◆ RECORDS SHOWN:
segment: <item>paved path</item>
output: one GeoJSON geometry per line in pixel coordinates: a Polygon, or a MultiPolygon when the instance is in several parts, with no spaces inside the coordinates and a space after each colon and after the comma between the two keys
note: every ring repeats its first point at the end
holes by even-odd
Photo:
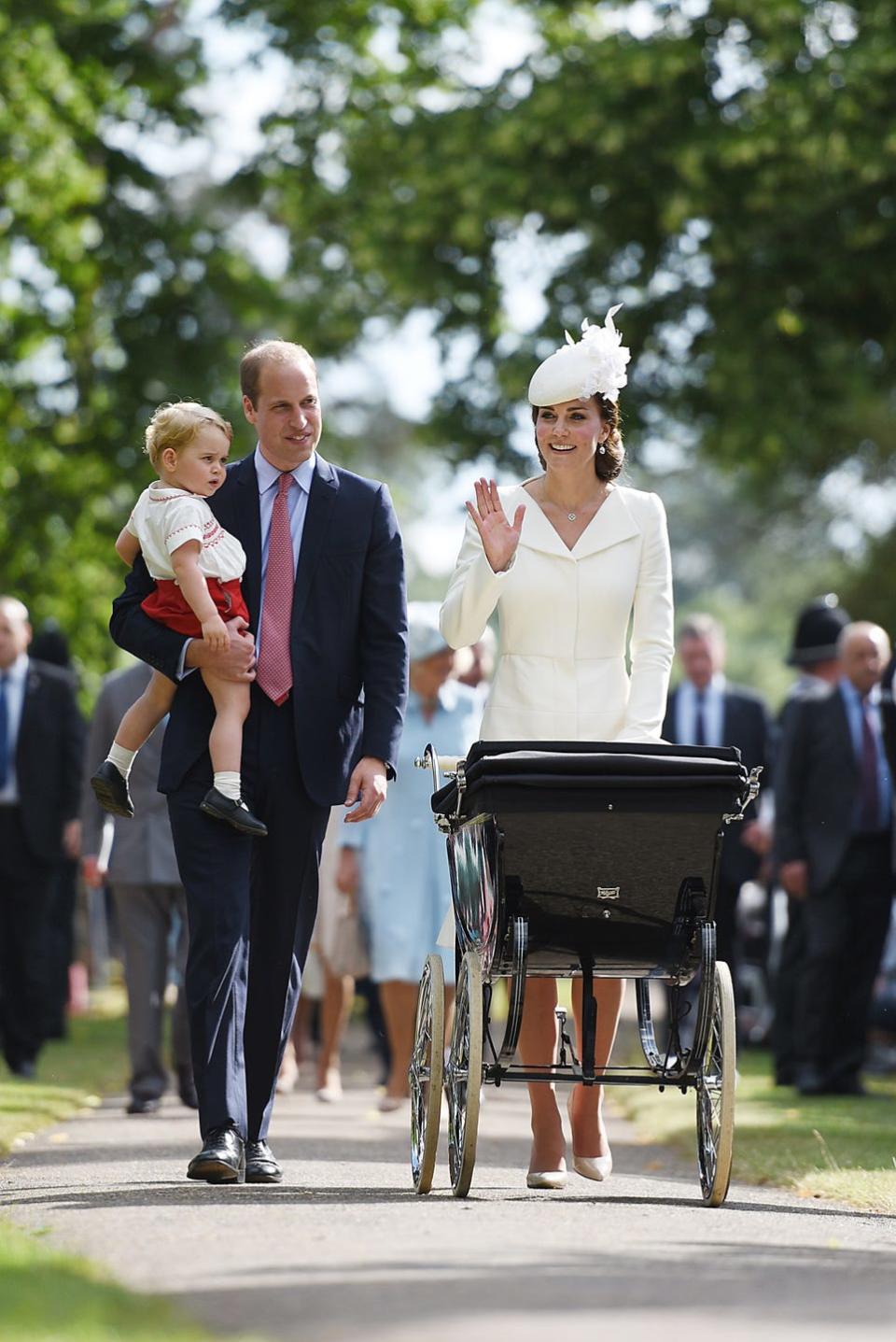
{"type": "Polygon", "coordinates": [[[444,1153],[410,1190],[406,1115],[370,1084],[323,1106],[278,1102],[275,1188],[188,1184],[194,1117],[176,1103],[71,1119],[0,1168],[4,1215],[51,1227],[129,1284],[166,1292],[220,1334],[299,1342],[512,1338],[688,1342],[892,1338],[896,1219],[732,1188],[700,1205],[696,1166],[612,1125],[606,1186],[528,1193],[520,1090],[490,1088],[467,1201],[444,1153]]]}

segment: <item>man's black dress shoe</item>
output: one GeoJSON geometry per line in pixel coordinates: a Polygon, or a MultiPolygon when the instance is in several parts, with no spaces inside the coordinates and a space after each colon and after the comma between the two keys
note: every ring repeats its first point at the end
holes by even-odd
{"type": "Polygon", "coordinates": [[[817,1067],[801,1067],[797,1071],[797,1090],[801,1095],[829,1095],[828,1083],[817,1067]]]}
{"type": "Polygon", "coordinates": [[[838,1080],[833,1080],[828,1087],[829,1095],[853,1095],[857,1099],[862,1099],[868,1095],[868,1091],[862,1086],[858,1076],[841,1076],[838,1080]]]}
{"type": "Polygon", "coordinates": [[[213,816],[215,820],[225,820],[228,825],[233,825],[240,833],[252,835],[255,839],[264,839],[267,835],[267,825],[262,824],[259,817],[252,815],[241,797],[239,801],[233,801],[232,797],[225,797],[217,788],[208,789],[199,804],[199,809],[204,811],[207,816],[213,816]]]}
{"type": "Polygon", "coordinates": [[[111,760],[103,760],[97,773],[90,780],[90,786],[97,793],[97,801],[113,816],[123,816],[130,820],[134,815],[134,804],[130,800],[127,778],[122,778],[111,760]]]}
{"type": "Polygon", "coordinates": [[[279,1184],[283,1180],[280,1164],[267,1142],[245,1143],[245,1182],[279,1184]]]}
{"type": "Polygon", "coordinates": [[[204,1178],[207,1184],[243,1184],[245,1181],[245,1143],[235,1127],[213,1127],[203,1150],[186,1168],[186,1178],[204,1178]]]}
{"type": "Polygon", "coordinates": [[[186,1104],[188,1108],[199,1108],[199,1095],[192,1072],[180,1071],[177,1074],[177,1094],[181,1098],[181,1104],[186,1104]]]}
{"type": "Polygon", "coordinates": [[[8,1067],[12,1075],[17,1076],[20,1082],[32,1082],[38,1071],[30,1057],[23,1057],[16,1063],[9,1063],[8,1067]]]}
{"type": "Polygon", "coordinates": [[[149,1095],[131,1095],[126,1114],[157,1114],[160,1100],[150,1099],[149,1095]]]}

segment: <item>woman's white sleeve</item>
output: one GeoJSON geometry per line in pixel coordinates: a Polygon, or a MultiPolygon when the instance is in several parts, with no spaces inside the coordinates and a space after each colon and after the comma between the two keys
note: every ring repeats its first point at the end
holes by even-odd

◆ TO DO: Could you write out all of the lines above again, replacing "pixel coordinates" with "image coordinates" wherever it occurs and changing nothing else? Omit the pictures from your version.

◆ SOLUTION FOR THIS TASK:
segment: <item>paved path</item>
output: one GeoJSON geometry per line in image coordinates: a Polygon, or a MultiPolygon when the instance is in several parts, with no spaces inside the coordinates and a space after each colon and after the comma between the two keys
note: every ring repeats its first point at the end
holes by even-odd
Photo:
{"type": "Polygon", "coordinates": [[[444,1153],[410,1190],[406,1115],[370,1084],[323,1106],[278,1102],[275,1188],[188,1184],[194,1117],[176,1103],[71,1119],[0,1168],[4,1215],[51,1227],[129,1284],[166,1292],[220,1334],[299,1342],[512,1338],[688,1342],[892,1338],[896,1219],[732,1188],[700,1205],[696,1166],[612,1125],[606,1186],[528,1193],[520,1090],[490,1088],[467,1201],[444,1153]]]}

segment: <item>man's black dress shoe</item>
output: one GeoJSON geometry per line in image coordinates: a Polygon, or a MultiPolygon when the instance is in several parts, with no spaces inside the coordinates and a space after each colon and after the comma between the two keys
note: every ring repeats its first point at the end
holes by even-odd
{"type": "Polygon", "coordinates": [[[817,1067],[801,1067],[797,1071],[797,1090],[801,1095],[829,1095],[828,1083],[817,1067]]]}
{"type": "Polygon", "coordinates": [[[838,1080],[833,1080],[828,1087],[829,1095],[853,1095],[857,1099],[862,1099],[868,1095],[868,1091],[862,1086],[858,1076],[841,1076],[838,1080]]]}
{"type": "Polygon", "coordinates": [[[213,816],[215,820],[225,820],[228,825],[233,825],[240,833],[252,835],[255,839],[264,839],[267,835],[267,825],[262,824],[259,817],[252,815],[241,797],[239,801],[233,801],[232,797],[225,797],[217,788],[208,789],[199,804],[199,809],[204,811],[207,816],[213,816]]]}
{"type": "Polygon", "coordinates": [[[111,760],[103,760],[97,773],[90,780],[90,786],[97,793],[97,801],[113,816],[123,816],[130,820],[134,815],[134,804],[130,800],[127,778],[122,778],[111,760]]]}
{"type": "Polygon", "coordinates": [[[279,1184],[283,1180],[280,1164],[267,1142],[245,1143],[245,1182],[279,1184]]]}
{"type": "Polygon", "coordinates": [[[204,1178],[207,1184],[243,1184],[245,1181],[245,1143],[235,1127],[213,1127],[203,1150],[186,1168],[186,1178],[204,1178]]]}
{"type": "Polygon", "coordinates": [[[186,1104],[188,1108],[199,1108],[199,1095],[192,1072],[180,1071],[177,1074],[177,1094],[181,1098],[181,1104],[186,1104]]]}
{"type": "Polygon", "coordinates": [[[8,1067],[12,1075],[17,1076],[20,1082],[32,1082],[38,1071],[30,1057],[23,1057],[16,1063],[9,1063],[8,1067]]]}
{"type": "Polygon", "coordinates": [[[149,1095],[131,1095],[126,1114],[157,1114],[160,1100],[150,1099],[149,1095]]]}

segment: <item>woman's white sleeve</item>
output: one GeoJSON geometry per line in image coordinates: a Polygon, or a MultiPolygon when the instance is in several parts, with no spaces inside the coordinates and a space after each colon and after the comma between the two keys
note: every ring repeats its first point at the end
holes by even-odd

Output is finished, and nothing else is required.